> [What this exercise asks]:
[A] Answer these questions about the forum post on CEFR levels, one per line, marked (i), (ii), (iii):
(i) Which CEFR levels are given a standard deviation of 0.25 in the code?
(ii) What default standard deviation do C1 and higher levels keep?
(iii) According to the hypothesis, what kind of language use do higher levels such as C1 often show?
[B] Shift every coordinate in the answers of the records below by adding 112 to it, and write out all lines of the records again, requests included.

--- BEGIN Page excerpt ---

Greetings all,
I am in the middle of a similar discussion with a journal editor and here to find out answer to what is random and fixed anyway. In second language acquisition studies, it is a tradition that no one dares to say otherwise, CEFR levels (A1,A2,B1…) etc should be treated as fixed effects. However, I am trying to open discussion on nature of these levels and how they can alternatively be treated.
Here is my hypothesis:
Although CEFR levels are fixed categories, the variability in tense–aspect usage isn’t constant across them. For example, lower proficiency levels (A1, A2) tend to exhibit more constrained and predictable patterns (i.e., lower variance), whereas higher levels (C1) often show more diverse and flexible language use (i.e., higher variance). Modeling these levels as random effects lets the model accommodate this heteroscedasticity by estimating group-specific variances.
Random = hierarchical, partial pooling, as suggested @bwengals So, learners at the same CEFR level may exhibit different levels of mastery. I am having a hard time why this rationale is completely inaccurate, as suggested by the reviewer. I am curios what other think about this.
# Random effects for CEFR levels
cefr_sds = np.ones(len(cefr_mapping)) * 0.75 # Default SD
# Assign lower SDs for lower CEFR levels based on CEFR descriptions
cefr_specific_sds = {
"A1": 0.25,
"A2": 0.25,
"B1": 0.5,
"B2": 0.5,
# C1 and higher keep the default 0.75
}
for cefr_level, sd in cefr_specific_sds.items():
idx = cefr_mapping.get(cefr_level)

--- END Page excerpt ---
--- BEGIN Dataset content ---

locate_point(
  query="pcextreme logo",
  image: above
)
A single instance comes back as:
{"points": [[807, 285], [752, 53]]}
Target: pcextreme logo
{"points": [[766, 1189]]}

--- END Dataset content ---

> [Outputs]:
[A]
(i) A1 and A2
(ii) 0.75
(iii) More diverse and flexible language use (higher variance)

[B]
locate_point(
  query="pcextreme logo",
  image: above
)
A single instance comes back as:
{"points": [[807, 285], [752, 53]]}
Target: pcextreme logo
{"points": [[878, 1301]]}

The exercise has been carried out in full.